Exercise goal -> I need the lines below from the one with "Exercise. Point out every instance of the blue shirt" down to the one with "Exercise. Point out every instance of the child in" reproduced exactly, both ends included, and nothing else.

Natural language region descriptions
Start of Block

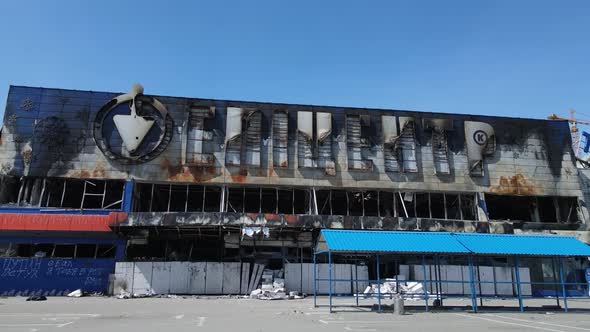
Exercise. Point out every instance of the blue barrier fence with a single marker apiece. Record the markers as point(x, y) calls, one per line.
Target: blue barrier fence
point(54, 276)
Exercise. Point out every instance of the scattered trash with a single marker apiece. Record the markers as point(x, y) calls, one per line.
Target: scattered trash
point(37, 298)
point(123, 295)
point(272, 286)
point(393, 287)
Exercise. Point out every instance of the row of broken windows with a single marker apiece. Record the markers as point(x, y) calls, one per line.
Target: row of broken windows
point(53, 250)
point(460, 206)
point(148, 197)
point(61, 193)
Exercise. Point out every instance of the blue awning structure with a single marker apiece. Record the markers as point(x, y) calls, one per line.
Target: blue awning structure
point(523, 245)
point(449, 243)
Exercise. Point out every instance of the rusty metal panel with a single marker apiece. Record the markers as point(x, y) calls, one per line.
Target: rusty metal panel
point(197, 134)
point(440, 146)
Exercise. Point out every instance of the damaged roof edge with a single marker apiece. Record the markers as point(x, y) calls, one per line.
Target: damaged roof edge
point(334, 108)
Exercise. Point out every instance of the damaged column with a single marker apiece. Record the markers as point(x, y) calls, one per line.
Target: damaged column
point(194, 151)
point(399, 144)
point(242, 137)
point(357, 142)
point(315, 141)
point(440, 145)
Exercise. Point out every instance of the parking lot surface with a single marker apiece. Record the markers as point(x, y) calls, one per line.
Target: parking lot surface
point(229, 314)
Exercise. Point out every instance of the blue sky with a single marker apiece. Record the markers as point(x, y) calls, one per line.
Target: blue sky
point(509, 58)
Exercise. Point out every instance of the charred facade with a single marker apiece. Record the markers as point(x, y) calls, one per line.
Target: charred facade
point(222, 180)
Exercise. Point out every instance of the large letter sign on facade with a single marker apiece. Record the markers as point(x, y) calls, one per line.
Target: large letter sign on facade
point(480, 140)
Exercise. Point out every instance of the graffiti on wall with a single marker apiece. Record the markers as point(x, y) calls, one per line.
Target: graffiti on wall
point(53, 276)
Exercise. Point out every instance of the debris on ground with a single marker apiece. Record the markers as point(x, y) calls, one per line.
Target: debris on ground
point(272, 286)
point(393, 287)
point(76, 293)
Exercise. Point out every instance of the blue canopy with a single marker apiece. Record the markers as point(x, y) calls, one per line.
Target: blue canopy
point(450, 243)
point(390, 241)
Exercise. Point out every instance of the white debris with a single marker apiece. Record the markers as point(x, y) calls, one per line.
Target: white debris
point(391, 287)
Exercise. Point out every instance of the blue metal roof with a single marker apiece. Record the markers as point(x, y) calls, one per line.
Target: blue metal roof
point(390, 241)
point(451, 243)
point(529, 245)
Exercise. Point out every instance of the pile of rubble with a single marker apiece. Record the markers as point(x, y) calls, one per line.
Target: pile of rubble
point(272, 287)
point(393, 287)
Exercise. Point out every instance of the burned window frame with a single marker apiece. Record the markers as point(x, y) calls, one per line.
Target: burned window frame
point(64, 193)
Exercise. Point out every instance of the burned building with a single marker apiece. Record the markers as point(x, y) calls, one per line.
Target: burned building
point(135, 177)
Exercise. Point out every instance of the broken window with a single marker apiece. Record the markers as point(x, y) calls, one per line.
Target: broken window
point(301, 201)
point(405, 204)
point(357, 142)
point(355, 203)
point(568, 209)
point(285, 202)
point(439, 128)
point(399, 144)
point(9, 189)
point(386, 204)
point(160, 198)
point(280, 135)
point(269, 200)
point(235, 200)
point(243, 137)
point(468, 207)
point(505, 207)
point(63, 193)
point(178, 198)
point(546, 208)
point(198, 134)
point(252, 200)
point(315, 141)
point(73, 192)
point(371, 203)
point(196, 198)
point(437, 206)
point(421, 201)
point(323, 202)
point(339, 201)
point(453, 207)
point(212, 199)
point(106, 251)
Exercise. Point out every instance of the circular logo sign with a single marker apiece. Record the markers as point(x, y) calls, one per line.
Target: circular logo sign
point(132, 128)
point(480, 137)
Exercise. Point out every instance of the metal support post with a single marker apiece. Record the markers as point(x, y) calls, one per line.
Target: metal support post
point(563, 291)
point(356, 282)
point(518, 288)
point(315, 287)
point(425, 282)
point(472, 284)
point(330, 278)
point(378, 284)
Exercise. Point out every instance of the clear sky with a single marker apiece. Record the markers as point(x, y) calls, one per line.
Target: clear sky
point(509, 58)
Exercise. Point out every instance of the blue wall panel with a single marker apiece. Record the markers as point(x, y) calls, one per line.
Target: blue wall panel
point(54, 276)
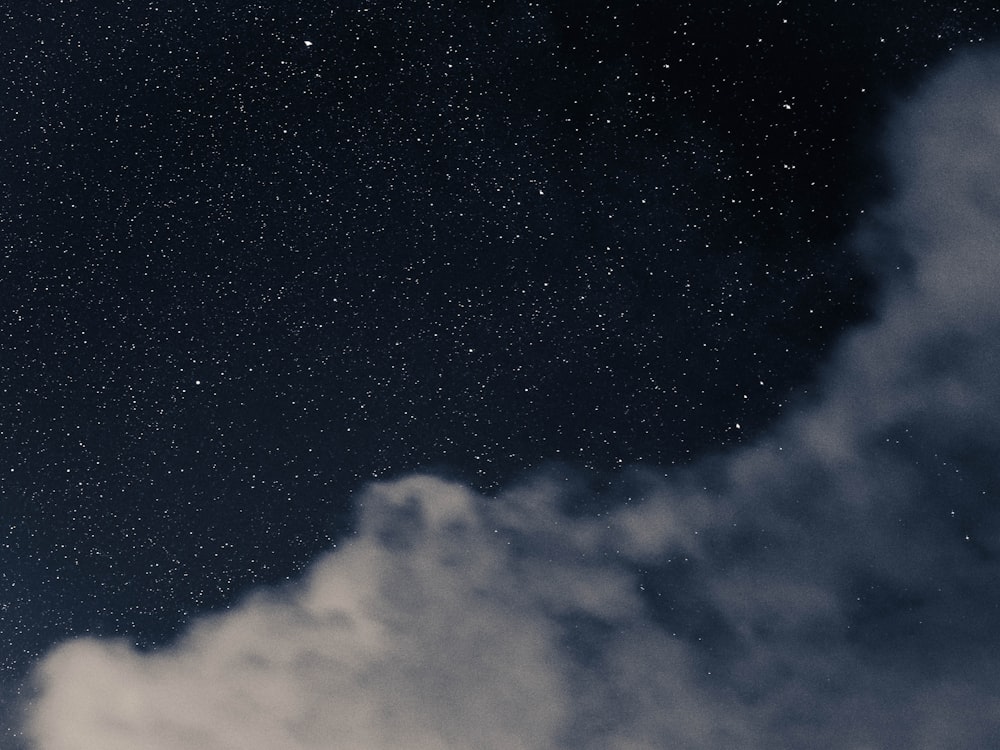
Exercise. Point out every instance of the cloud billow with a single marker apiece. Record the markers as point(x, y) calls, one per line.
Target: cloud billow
point(832, 585)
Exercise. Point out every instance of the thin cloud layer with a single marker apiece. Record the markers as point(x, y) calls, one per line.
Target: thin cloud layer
point(831, 586)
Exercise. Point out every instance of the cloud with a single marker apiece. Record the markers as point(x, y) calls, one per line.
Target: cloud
point(832, 585)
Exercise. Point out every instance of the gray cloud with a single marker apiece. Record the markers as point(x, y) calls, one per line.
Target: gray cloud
point(831, 586)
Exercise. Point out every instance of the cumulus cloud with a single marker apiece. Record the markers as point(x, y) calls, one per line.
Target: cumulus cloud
point(831, 586)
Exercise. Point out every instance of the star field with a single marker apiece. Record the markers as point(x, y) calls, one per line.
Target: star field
point(258, 254)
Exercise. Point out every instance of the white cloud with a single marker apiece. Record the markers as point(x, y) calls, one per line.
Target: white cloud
point(831, 586)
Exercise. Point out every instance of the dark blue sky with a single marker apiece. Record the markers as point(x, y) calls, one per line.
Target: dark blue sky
point(257, 255)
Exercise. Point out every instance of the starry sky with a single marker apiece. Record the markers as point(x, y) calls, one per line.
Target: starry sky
point(641, 356)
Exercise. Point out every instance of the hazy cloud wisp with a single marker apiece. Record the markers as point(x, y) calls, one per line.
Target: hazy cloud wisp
point(831, 586)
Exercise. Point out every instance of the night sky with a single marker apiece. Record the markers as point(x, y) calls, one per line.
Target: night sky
point(665, 331)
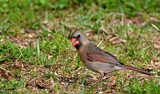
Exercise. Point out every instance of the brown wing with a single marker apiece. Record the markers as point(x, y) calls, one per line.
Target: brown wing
point(93, 56)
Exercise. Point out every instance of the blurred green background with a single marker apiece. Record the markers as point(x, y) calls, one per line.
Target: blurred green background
point(38, 57)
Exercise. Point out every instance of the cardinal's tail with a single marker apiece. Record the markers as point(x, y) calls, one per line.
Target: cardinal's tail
point(135, 69)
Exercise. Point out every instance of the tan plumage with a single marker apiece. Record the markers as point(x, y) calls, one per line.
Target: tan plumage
point(96, 59)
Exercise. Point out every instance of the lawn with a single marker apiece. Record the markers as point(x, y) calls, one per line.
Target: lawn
point(37, 57)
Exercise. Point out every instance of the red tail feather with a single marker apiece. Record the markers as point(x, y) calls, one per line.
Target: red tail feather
point(138, 70)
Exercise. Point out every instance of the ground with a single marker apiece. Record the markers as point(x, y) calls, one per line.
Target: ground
point(36, 55)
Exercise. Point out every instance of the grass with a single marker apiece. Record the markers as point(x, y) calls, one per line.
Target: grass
point(35, 49)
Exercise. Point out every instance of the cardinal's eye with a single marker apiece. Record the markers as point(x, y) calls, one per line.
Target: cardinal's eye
point(78, 36)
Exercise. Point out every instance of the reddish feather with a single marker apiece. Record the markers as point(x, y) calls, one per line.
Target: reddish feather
point(93, 56)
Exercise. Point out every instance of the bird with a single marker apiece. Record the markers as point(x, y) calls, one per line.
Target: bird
point(96, 59)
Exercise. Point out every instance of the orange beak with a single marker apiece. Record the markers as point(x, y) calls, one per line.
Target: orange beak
point(74, 41)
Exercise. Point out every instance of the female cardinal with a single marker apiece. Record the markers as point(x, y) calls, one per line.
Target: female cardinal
point(97, 59)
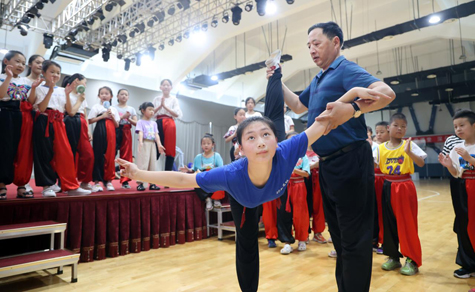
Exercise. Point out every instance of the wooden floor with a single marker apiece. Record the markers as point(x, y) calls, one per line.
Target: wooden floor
point(208, 265)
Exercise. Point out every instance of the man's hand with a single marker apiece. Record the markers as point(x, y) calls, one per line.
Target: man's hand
point(130, 169)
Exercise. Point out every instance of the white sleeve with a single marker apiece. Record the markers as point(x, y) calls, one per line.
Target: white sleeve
point(176, 108)
point(418, 151)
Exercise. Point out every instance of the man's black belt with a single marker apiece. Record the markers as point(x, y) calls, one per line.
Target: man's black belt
point(343, 150)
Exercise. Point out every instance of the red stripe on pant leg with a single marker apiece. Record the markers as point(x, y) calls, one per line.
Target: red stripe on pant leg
point(169, 129)
point(109, 164)
point(298, 197)
point(378, 186)
point(470, 186)
point(404, 203)
point(24, 157)
point(126, 148)
point(85, 153)
point(63, 160)
point(318, 224)
point(269, 217)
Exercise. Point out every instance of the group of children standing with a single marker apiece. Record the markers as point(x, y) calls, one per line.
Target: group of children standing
point(47, 126)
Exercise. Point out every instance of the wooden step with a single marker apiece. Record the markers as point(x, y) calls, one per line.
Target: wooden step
point(21, 264)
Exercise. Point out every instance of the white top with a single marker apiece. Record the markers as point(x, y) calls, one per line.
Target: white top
point(288, 122)
point(171, 102)
point(18, 89)
point(458, 162)
point(57, 100)
point(73, 97)
point(99, 109)
point(255, 114)
point(414, 148)
point(122, 111)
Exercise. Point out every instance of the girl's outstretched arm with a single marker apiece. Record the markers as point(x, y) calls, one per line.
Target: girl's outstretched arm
point(164, 178)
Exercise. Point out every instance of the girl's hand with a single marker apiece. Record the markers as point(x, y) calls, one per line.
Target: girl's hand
point(8, 71)
point(161, 149)
point(445, 160)
point(462, 152)
point(130, 169)
point(37, 82)
point(407, 147)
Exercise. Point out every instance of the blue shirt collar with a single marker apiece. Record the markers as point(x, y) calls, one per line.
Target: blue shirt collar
point(333, 65)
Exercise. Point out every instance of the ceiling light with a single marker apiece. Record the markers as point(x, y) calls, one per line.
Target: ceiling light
point(271, 8)
point(434, 19)
point(236, 11)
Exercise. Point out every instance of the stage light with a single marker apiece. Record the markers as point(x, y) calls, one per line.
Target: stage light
point(122, 38)
point(248, 6)
point(237, 11)
point(47, 40)
point(171, 9)
point(183, 4)
point(271, 8)
point(225, 18)
point(214, 22)
point(127, 64)
point(261, 7)
point(151, 52)
point(39, 5)
point(434, 19)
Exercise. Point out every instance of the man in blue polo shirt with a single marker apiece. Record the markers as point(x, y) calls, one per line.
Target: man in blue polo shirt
point(346, 165)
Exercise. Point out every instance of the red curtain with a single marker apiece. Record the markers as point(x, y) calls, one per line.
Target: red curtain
point(112, 225)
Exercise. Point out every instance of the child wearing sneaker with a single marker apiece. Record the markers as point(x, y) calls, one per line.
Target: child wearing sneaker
point(396, 160)
point(107, 119)
point(382, 136)
point(293, 208)
point(460, 163)
point(318, 222)
point(205, 162)
point(147, 131)
point(128, 118)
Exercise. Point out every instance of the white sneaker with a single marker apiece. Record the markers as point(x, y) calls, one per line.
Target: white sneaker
point(79, 192)
point(29, 188)
point(85, 186)
point(209, 204)
point(56, 188)
point(97, 188)
point(48, 192)
point(286, 249)
point(273, 61)
point(217, 204)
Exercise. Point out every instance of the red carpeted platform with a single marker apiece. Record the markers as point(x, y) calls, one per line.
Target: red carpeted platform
point(108, 224)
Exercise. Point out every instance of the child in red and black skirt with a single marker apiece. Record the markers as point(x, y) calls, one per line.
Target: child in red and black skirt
point(52, 152)
point(77, 128)
point(128, 118)
point(104, 140)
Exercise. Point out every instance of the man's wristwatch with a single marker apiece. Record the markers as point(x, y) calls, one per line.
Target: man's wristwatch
point(357, 113)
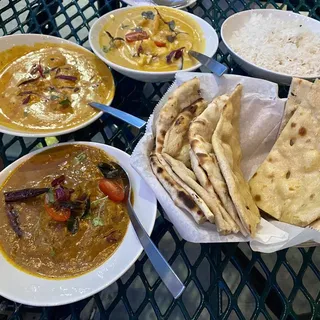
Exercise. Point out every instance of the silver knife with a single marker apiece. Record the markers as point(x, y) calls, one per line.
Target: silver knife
point(124, 116)
point(214, 66)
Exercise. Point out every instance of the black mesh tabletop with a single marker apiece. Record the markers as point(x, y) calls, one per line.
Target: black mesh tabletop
point(223, 281)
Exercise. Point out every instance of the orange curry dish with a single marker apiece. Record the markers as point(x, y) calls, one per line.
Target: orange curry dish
point(62, 212)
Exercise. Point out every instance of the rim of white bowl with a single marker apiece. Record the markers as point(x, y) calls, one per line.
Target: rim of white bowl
point(114, 65)
point(264, 11)
point(28, 134)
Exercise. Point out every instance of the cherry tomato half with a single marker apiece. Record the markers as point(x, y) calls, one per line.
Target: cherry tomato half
point(113, 189)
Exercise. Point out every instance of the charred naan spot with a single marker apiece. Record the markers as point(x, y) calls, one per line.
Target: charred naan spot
point(192, 109)
point(257, 197)
point(186, 200)
point(168, 180)
point(302, 131)
point(160, 140)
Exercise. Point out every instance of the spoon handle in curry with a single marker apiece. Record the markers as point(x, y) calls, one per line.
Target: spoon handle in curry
point(162, 267)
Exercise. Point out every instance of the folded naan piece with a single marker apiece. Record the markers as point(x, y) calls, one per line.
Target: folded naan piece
point(176, 142)
point(200, 135)
point(226, 146)
point(223, 221)
point(177, 193)
point(182, 97)
point(304, 94)
point(286, 185)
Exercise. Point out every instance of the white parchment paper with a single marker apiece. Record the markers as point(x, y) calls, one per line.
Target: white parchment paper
point(260, 117)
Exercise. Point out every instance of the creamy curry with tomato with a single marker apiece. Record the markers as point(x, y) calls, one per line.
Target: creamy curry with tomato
point(46, 87)
point(151, 39)
point(62, 212)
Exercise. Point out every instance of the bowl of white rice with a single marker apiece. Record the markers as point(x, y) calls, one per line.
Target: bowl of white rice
point(273, 44)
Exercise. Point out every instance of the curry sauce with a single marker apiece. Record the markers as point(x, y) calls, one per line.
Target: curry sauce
point(47, 247)
point(46, 87)
point(151, 39)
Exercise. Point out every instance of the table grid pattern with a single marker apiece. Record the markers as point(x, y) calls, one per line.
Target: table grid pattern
point(223, 281)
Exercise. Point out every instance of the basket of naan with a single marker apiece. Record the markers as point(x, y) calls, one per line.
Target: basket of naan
point(229, 161)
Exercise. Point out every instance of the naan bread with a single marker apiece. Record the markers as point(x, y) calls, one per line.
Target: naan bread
point(182, 97)
point(178, 194)
point(196, 198)
point(226, 145)
point(304, 94)
point(176, 142)
point(286, 185)
point(223, 221)
point(200, 135)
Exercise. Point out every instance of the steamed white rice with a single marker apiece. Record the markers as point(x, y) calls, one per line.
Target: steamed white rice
point(282, 46)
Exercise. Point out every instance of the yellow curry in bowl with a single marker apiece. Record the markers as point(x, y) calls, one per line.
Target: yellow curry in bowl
point(151, 39)
point(62, 212)
point(46, 87)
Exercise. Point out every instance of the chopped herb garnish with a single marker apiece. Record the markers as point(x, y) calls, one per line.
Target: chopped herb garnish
point(80, 157)
point(86, 208)
point(93, 203)
point(73, 224)
point(50, 196)
point(65, 102)
point(97, 222)
point(148, 15)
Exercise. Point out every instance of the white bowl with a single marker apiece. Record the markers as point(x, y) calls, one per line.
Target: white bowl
point(30, 39)
point(238, 20)
point(25, 288)
point(212, 43)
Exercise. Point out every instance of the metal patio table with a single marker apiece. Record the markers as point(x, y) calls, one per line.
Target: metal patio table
point(223, 281)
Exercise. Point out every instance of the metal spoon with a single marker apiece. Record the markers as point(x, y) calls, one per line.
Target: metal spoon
point(165, 272)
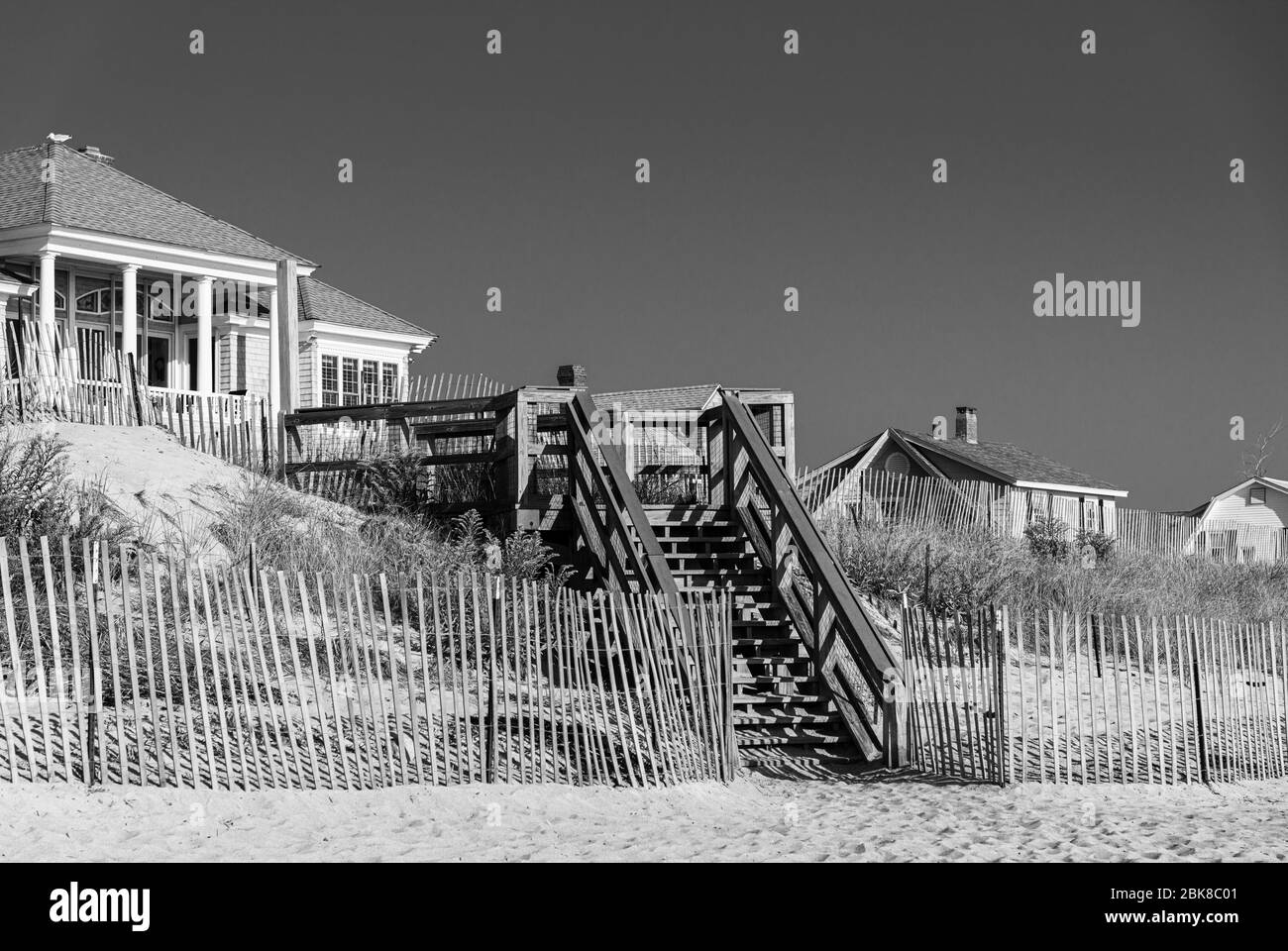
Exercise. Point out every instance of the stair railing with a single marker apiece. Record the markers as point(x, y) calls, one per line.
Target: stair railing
point(614, 553)
point(853, 660)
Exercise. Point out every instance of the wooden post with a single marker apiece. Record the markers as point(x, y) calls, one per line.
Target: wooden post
point(1198, 706)
point(286, 331)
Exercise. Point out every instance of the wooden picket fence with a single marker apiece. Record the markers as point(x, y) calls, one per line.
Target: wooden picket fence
point(123, 667)
point(235, 428)
point(47, 377)
point(872, 496)
point(1090, 698)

End of Block

Solution for this exercise ->
Exercise. Point out every instance of the blue shirt collar with a single marker apiece. Record the markers as point(x, y) calls, one per line.
Target: blue shirt collar
point(333, 65)
Exercise. Point out every instance of the ceiling light with a single marker apiece. Record the markers as point(x, y) calls, one per line.
Target: ceiling light
point(271, 8)
point(434, 19)
point(236, 11)
Exercise. Point out every instance of the stage light with a single marker apiece. Record the markers as point(x, y) calls, one per line.
Target: stage light
point(122, 38)
point(248, 6)
point(237, 11)
point(47, 40)
point(171, 9)
point(183, 4)
point(271, 8)
point(225, 18)
point(214, 22)
point(127, 64)
point(261, 7)
point(151, 52)
point(39, 5)
point(434, 19)
Exercise. Point out every instance of the man in blue polo shirt with a single marker apiece. Record the markers as point(x, y) calls, one per line.
Target: man in blue polo shirt
point(346, 165)
Exercise. Point out every instance of the red curtain with a single marker apiece. Record the markers as point(x, y) calls, one per line.
Target: red curtain
point(112, 225)
Exercise. Point out every instance of the child wearing sneaker with a single marker apiece. Record the markers as point(x, y) calls, one per line.
Target: child wearing sneaker
point(396, 160)
point(107, 119)
point(382, 136)
point(293, 208)
point(460, 163)
point(318, 222)
point(205, 162)
point(147, 131)
point(128, 118)
Exercise. Point out every instance of the white sneaker with a single marker apiece. Record the markers as point(x, y) calls, one per line.
Target: white sneaker
point(79, 192)
point(29, 188)
point(85, 186)
point(209, 204)
point(56, 188)
point(97, 188)
point(48, 192)
point(286, 249)
point(273, 61)
point(217, 204)
Exercise. Point out every instance of the red carpeted platform with a single marker apiece. Record the markers as point(x, y) calls, one per line.
Target: red carpeted platform
point(108, 224)
Exercise. Point out every instance of the child in red and black skirt with a single marker apiece. Record the markers as point(x, y) calls, one per line.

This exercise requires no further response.